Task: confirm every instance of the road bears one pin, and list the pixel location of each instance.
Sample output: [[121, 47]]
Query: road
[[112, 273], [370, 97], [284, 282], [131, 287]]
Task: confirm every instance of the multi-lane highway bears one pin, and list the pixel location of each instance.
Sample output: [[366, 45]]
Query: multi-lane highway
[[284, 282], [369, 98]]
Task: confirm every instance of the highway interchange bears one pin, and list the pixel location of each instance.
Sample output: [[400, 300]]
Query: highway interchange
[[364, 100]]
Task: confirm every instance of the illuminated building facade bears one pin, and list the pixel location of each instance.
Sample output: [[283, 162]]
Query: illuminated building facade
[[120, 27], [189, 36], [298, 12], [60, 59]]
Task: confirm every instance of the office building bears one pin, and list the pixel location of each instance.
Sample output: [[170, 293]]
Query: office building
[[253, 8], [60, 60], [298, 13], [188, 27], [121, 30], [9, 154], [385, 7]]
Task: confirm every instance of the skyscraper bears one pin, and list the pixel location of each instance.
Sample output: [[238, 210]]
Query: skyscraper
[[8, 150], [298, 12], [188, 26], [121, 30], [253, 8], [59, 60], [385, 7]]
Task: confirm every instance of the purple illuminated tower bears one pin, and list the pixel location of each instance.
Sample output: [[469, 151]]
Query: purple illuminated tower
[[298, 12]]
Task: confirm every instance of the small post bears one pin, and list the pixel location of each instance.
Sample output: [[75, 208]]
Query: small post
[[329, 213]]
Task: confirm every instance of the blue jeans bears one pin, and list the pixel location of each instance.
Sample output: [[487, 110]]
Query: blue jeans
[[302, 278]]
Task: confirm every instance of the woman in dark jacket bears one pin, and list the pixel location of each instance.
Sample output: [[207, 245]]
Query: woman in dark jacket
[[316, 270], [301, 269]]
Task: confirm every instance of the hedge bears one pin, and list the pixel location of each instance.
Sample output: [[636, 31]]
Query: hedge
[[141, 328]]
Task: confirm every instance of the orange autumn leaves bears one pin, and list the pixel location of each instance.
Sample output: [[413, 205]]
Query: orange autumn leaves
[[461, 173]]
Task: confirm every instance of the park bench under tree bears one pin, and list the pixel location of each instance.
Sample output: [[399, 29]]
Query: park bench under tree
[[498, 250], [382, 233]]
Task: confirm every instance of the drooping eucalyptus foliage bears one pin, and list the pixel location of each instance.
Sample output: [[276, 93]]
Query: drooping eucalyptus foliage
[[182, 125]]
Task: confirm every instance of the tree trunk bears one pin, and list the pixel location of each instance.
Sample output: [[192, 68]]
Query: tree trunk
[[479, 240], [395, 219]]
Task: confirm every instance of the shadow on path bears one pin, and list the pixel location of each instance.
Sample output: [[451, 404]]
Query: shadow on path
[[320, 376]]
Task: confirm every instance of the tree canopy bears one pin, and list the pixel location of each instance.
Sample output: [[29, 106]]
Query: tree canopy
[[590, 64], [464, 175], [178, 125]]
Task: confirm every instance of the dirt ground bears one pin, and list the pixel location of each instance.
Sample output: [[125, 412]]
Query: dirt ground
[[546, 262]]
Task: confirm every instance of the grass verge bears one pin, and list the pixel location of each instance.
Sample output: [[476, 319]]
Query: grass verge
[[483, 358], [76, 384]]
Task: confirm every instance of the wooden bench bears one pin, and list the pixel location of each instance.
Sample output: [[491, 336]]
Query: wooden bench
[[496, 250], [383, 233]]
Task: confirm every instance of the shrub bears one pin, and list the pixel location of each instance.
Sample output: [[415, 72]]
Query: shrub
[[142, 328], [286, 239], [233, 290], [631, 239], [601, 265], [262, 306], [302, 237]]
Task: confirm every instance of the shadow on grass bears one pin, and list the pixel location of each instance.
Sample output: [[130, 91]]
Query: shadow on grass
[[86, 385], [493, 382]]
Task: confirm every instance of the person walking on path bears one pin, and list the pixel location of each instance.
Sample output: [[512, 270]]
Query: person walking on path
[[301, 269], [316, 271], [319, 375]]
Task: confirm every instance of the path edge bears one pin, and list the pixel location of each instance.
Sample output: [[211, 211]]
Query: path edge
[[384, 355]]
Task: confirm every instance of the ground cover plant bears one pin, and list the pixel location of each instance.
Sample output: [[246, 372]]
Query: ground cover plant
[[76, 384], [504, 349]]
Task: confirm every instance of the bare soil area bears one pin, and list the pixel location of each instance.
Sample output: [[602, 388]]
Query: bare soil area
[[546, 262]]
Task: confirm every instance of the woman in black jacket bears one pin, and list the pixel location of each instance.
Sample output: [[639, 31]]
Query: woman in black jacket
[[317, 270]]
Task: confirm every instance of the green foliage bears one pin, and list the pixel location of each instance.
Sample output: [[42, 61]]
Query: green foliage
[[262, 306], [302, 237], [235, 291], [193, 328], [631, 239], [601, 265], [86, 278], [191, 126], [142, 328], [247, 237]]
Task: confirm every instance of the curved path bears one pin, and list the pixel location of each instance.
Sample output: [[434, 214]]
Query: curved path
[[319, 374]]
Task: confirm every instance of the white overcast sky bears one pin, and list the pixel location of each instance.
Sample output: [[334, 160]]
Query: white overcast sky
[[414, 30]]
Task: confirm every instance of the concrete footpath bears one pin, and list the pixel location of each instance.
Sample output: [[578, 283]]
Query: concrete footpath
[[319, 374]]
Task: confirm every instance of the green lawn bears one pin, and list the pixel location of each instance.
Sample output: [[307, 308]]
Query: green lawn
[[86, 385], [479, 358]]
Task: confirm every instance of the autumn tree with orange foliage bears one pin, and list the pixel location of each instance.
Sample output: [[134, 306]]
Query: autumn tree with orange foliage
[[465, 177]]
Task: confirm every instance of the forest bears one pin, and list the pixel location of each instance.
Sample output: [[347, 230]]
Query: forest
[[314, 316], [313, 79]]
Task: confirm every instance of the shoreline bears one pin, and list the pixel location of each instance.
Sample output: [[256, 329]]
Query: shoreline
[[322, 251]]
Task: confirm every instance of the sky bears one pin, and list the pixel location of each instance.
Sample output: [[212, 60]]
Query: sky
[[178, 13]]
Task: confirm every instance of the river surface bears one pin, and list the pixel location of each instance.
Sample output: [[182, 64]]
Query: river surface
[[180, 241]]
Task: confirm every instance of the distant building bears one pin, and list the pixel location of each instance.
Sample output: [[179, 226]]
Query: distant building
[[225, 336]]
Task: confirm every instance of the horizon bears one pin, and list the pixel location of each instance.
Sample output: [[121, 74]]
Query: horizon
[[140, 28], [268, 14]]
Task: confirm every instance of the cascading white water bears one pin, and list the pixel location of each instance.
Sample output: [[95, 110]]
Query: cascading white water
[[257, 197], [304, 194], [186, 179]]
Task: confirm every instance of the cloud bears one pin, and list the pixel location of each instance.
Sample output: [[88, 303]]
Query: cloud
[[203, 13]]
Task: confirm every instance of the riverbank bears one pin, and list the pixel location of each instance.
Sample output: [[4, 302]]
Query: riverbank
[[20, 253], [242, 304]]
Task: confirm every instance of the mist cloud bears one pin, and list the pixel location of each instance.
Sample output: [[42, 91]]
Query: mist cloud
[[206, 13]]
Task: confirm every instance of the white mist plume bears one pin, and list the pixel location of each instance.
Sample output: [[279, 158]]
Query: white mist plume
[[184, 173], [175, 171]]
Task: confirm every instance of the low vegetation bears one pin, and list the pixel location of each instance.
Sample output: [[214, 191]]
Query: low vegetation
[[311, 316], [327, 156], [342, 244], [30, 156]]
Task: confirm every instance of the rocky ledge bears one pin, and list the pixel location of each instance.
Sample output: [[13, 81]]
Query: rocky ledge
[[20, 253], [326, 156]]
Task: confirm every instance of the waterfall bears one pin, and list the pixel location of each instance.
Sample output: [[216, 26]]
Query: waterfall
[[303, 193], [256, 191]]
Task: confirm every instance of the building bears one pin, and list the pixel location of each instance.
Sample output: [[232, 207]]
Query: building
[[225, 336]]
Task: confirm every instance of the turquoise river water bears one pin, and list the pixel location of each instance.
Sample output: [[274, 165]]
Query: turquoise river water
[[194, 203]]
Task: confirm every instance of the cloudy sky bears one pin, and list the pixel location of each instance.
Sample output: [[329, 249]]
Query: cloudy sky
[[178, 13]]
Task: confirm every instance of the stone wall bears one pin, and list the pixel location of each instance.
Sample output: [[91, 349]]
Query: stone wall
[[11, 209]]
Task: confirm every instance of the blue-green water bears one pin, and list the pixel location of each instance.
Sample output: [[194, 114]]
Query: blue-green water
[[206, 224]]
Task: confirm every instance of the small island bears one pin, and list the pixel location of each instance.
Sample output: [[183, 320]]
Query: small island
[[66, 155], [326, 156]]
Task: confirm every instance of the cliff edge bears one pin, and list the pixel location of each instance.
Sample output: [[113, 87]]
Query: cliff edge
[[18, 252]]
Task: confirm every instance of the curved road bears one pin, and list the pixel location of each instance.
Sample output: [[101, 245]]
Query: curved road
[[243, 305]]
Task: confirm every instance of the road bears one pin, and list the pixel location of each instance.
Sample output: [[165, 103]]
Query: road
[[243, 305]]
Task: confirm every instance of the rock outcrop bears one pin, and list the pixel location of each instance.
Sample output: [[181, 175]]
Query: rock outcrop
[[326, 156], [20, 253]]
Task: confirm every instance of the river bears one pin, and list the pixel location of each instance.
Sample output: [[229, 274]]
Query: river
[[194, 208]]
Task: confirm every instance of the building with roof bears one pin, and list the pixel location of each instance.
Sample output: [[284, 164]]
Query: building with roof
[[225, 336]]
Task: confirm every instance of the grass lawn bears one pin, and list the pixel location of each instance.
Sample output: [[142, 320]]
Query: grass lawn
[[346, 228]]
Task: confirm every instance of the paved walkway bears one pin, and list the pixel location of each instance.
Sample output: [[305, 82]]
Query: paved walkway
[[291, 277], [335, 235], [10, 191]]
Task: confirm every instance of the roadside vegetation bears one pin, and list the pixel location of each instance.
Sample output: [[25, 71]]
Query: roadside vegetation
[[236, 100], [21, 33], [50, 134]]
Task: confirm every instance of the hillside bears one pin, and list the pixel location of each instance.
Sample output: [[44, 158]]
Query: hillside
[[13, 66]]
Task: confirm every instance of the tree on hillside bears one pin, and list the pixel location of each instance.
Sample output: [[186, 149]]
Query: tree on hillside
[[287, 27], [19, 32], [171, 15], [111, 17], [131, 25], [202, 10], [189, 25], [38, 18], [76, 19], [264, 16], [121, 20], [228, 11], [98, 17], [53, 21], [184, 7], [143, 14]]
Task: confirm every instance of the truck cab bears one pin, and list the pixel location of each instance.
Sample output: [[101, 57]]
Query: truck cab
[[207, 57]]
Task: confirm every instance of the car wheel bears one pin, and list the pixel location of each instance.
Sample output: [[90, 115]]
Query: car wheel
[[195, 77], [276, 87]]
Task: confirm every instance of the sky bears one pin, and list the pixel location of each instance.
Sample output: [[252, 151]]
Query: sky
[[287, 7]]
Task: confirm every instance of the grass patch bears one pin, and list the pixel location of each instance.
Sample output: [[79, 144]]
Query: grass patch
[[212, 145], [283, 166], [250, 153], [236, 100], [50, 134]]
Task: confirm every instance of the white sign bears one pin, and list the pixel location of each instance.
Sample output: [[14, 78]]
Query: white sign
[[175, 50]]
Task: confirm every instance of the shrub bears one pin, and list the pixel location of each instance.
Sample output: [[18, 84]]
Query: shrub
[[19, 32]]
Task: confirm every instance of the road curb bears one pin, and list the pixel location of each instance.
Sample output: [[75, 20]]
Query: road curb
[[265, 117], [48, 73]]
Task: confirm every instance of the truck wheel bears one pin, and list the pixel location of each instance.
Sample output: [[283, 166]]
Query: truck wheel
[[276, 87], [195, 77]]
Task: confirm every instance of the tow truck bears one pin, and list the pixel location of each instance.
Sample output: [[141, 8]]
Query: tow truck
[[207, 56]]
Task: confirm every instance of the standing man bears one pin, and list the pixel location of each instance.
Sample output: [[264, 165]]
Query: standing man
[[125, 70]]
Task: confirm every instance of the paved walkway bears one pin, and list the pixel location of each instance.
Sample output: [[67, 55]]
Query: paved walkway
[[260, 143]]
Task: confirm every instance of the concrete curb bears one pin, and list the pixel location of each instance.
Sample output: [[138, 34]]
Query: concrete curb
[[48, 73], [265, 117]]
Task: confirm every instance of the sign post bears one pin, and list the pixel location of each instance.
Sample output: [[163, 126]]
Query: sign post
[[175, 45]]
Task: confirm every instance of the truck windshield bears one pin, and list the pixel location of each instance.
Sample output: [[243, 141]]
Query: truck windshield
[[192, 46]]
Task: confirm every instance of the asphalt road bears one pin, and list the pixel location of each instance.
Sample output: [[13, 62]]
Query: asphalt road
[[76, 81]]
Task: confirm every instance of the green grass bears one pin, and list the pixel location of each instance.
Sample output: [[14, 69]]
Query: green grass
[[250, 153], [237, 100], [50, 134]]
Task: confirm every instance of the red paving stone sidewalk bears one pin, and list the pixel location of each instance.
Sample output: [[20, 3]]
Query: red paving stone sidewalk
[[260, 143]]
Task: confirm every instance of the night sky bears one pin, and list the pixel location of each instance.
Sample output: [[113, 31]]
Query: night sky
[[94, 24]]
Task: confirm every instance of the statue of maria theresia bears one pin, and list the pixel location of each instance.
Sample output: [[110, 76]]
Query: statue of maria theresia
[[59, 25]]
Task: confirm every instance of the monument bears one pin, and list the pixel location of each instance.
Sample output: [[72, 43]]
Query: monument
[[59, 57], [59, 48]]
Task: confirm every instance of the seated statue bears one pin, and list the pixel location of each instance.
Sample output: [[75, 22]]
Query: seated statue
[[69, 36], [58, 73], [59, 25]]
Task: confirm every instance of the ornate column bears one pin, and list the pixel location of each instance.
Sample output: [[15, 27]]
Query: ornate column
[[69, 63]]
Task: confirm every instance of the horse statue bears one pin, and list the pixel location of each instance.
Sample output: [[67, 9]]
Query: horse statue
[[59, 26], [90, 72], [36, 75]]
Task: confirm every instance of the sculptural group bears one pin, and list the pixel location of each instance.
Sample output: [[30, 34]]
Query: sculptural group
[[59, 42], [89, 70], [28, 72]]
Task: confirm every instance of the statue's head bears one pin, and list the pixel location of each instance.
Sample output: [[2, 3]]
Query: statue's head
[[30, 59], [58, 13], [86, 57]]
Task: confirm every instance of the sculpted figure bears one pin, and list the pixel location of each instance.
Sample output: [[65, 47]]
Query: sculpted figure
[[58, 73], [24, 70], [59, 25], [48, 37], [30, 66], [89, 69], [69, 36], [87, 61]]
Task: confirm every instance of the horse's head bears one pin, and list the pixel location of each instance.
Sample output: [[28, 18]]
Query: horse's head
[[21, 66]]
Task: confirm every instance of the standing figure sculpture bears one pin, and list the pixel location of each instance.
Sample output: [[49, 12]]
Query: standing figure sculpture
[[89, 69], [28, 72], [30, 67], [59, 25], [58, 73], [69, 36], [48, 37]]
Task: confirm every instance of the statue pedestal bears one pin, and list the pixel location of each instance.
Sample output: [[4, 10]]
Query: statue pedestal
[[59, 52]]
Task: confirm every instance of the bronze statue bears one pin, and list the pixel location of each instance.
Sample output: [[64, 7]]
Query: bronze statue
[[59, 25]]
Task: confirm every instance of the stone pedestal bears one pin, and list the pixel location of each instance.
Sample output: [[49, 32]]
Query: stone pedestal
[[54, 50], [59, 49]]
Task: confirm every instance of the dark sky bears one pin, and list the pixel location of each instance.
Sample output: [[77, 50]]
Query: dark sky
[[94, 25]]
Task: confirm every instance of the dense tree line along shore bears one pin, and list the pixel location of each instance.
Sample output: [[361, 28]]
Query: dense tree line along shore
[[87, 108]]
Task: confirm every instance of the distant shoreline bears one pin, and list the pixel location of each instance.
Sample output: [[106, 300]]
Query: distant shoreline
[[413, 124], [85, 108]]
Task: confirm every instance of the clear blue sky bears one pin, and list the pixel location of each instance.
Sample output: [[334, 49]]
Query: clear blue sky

# # # #

# TASK TO COMPLETE
Revise the listing lines starting at the one containing "Task: confirm every instance of the bronze" and ending at the one containing "[[87, 108]]", replacing "stone pedestal" with "granite pedestal" and leaving everything else unchanged.

# WORKED ANSWER
Task: confirm every instance of the bronze statue bears one pin, and list the pixel location of each instance.
Sample output: [[64, 7]]
Query: bronze statue
[[59, 25]]
Task: confirm every instance of the granite pedestal bears one pin, and list the pixel location of each instance.
Sample output: [[49, 32]]
Query: granite pedestal
[[54, 50], [59, 49]]
Task: confirm every instance of the dark sky bears one pin, and list the pixel location of each instance.
Sample output: [[77, 50]]
Query: dark sky
[[94, 25]]
Task: confirm every instance of the dense tree line along shore bears one pin, and list the pixel location of each instance.
Sample output: [[361, 28]]
Query: dense tree line along shore
[[87, 108]]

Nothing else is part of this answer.